What is expected: Could you retype all of the entries below word for word?

************

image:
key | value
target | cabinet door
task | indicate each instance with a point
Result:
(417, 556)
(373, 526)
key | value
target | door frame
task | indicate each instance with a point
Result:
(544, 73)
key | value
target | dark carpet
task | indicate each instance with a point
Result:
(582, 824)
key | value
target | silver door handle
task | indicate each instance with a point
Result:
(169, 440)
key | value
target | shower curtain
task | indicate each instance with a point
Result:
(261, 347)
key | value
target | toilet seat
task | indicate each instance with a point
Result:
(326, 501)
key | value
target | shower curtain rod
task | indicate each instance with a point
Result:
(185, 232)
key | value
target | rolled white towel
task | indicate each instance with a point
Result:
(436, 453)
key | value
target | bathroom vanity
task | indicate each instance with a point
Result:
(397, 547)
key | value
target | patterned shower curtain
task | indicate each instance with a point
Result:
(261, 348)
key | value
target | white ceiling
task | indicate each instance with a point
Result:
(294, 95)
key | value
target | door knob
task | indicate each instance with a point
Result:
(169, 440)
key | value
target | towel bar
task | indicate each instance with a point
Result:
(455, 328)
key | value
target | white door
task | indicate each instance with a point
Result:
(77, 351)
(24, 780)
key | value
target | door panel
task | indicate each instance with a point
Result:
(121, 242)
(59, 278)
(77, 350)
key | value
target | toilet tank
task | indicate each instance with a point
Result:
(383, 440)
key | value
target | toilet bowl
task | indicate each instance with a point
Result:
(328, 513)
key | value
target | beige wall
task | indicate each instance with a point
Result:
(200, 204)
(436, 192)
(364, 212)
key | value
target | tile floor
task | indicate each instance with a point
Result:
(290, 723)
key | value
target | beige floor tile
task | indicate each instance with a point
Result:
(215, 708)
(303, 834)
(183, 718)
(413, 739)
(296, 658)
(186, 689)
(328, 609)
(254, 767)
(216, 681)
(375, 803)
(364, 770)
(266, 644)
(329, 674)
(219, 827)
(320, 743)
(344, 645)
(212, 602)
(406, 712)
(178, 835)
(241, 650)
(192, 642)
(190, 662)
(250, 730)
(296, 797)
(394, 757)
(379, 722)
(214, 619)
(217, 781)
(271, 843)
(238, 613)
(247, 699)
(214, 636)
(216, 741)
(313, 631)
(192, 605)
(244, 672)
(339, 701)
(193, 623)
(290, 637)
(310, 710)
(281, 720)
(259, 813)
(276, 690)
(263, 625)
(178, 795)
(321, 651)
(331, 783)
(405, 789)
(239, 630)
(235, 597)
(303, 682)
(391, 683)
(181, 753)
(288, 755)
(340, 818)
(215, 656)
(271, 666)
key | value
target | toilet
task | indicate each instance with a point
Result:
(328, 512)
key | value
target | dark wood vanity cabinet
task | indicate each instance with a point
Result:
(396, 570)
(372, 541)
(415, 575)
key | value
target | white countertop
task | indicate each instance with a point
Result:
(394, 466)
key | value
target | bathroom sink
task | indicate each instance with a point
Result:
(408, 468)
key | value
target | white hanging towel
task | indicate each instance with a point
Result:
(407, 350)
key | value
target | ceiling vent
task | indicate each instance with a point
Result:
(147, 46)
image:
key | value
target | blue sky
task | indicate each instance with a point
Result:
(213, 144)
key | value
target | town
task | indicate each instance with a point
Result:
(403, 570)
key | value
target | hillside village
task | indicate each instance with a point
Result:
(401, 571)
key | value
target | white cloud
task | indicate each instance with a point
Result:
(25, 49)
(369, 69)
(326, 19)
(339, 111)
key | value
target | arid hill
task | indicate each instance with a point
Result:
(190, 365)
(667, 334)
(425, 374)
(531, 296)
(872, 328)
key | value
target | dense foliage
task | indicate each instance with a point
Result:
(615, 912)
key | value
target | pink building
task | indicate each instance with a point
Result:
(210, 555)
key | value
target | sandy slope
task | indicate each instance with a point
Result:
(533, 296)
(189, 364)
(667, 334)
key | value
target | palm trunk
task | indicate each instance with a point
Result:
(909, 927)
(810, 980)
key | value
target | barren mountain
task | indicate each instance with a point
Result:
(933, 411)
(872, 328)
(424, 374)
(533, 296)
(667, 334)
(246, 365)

************

Task response:
image:
key | value
target | cabinet door
task | indicate each instance with a point
Result:
(417, 556)
(373, 526)
key | value
target | door frame
task | indicate each instance with a point
Result:
(544, 73)
key | value
target | dark carpet
task | indicate each instance with a point
Result:
(582, 824)
key | value
target | silver door handle
task | indicate each instance with a point
Result:
(169, 440)
key | value
target | shower curtain
task | indicate each instance with a point
Result:
(261, 347)
key | value
target | toilet seat
task | indicate each instance with a point
Result:
(326, 501)
key | value
target | shower curtain rod
task | indicate each instance with a point
Result:
(185, 232)
key | value
target | rolled white towel
task | indicate each instance with a point
Result:
(436, 453)
key | value
target | bathroom vanity
task | indicate each instance with a point
Result:
(397, 547)
key | value
target | patterned shower curtain
task | indicate each instance with a point
Result:
(261, 348)
key | value
target | white ceiling
task | indicate each instance with a point
Result:
(294, 95)
key | value
target | door knob
task | indicate each instance with a point
Result:
(169, 440)
key | value
target | towel bar
task | indicate each instance with a point
Result:
(455, 328)
key | value
target | white door
task | indicate each instance with a point
Result:
(77, 351)
(24, 780)
key | value
target | door panel
task | indicate each instance with a point
Result:
(121, 242)
(59, 278)
(77, 350)
key | value
target | toilet tank
task | indicate each instance with a point
Result:
(383, 440)
key | value
target | toilet bowl
task | indicate each instance with a point
Result:
(328, 513)
key | value
target | beige wall
task | indicate each instance with a point
Result:
(200, 204)
(436, 192)
(364, 212)
key | value
target | tile floor
task | indicate each instance with a point
Result:
(290, 723)
key | value
target | beige floor tile
task | indicate each instance with a point
Result:
(215, 708)
(303, 834)
(183, 718)
(413, 739)
(296, 658)
(186, 689)
(328, 609)
(254, 767)
(216, 681)
(375, 803)
(364, 770)
(266, 644)
(329, 674)
(219, 827)
(320, 743)
(344, 645)
(212, 602)
(406, 712)
(178, 835)
(241, 650)
(192, 642)
(190, 662)
(250, 730)
(296, 797)
(394, 757)
(379, 722)
(214, 619)
(217, 781)
(271, 843)
(238, 613)
(247, 699)
(214, 636)
(216, 741)
(313, 631)
(192, 605)
(244, 672)
(339, 701)
(193, 623)
(290, 637)
(310, 710)
(281, 720)
(259, 813)
(276, 690)
(263, 625)
(178, 795)
(321, 651)
(331, 783)
(405, 789)
(239, 630)
(235, 597)
(303, 682)
(391, 683)
(181, 753)
(288, 755)
(340, 818)
(215, 656)
(271, 666)
key | value
target | toilet
task | indicate each instance with a point
Result:
(328, 512)
key | value
target | dark wood vanity cabinet
task | indicate each instance with a point
Result:
(396, 570)
(372, 541)
(415, 575)
key | value
target | white countertop
task | indicate each instance with a point
Result:
(394, 466)
key | value
target | bathroom sink
task | indicate each instance with a point
Result:
(408, 468)
key | value
target | white hanging towel
task | indicate each instance with a point
Result:
(407, 350)
key | value
target | ceiling vent
task | indicate each instance with a point
Result:
(147, 46)
image:
key | value
target | blue sky
task | indicate each instance with a point
Result:
(213, 144)
key | value
target | town
task | indicate each instance with a point
Result:
(403, 570)
key | value
target | hillside village
task | indicate each instance with a point
Result:
(401, 571)
key | value
target | white cloud
task | indicate each instance with a point
Result:
(25, 49)
(369, 69)
(326, 19)
(339, 111)
key | value
target | arid hill
task | indicate each instance with a point
Result:
(190, 365)
(667, 334)
(425, 374)
(531, 296)
(872, 328)
key | value
target | dense foliage
task | indicate each instance with a point
Result:
(615, 912)
key | value
target | pink building
task | indicate each instance with a point
Result:
(210, 555)
key | value
target | sandy slope
task | indicate each instance with a point
Result:
(533, 296)
(189, 364)
(667, 334)
key | value
target | palm trunk
task | indicate each instance with a point
Result:
(909, 927)
(810, 980)
key | value
target | barren mountain
task | indicate each instance with a point
Result:
(933, 411)
(872, 328)
(424, 374)
(533, 296)
(667, 334)
(246, 365)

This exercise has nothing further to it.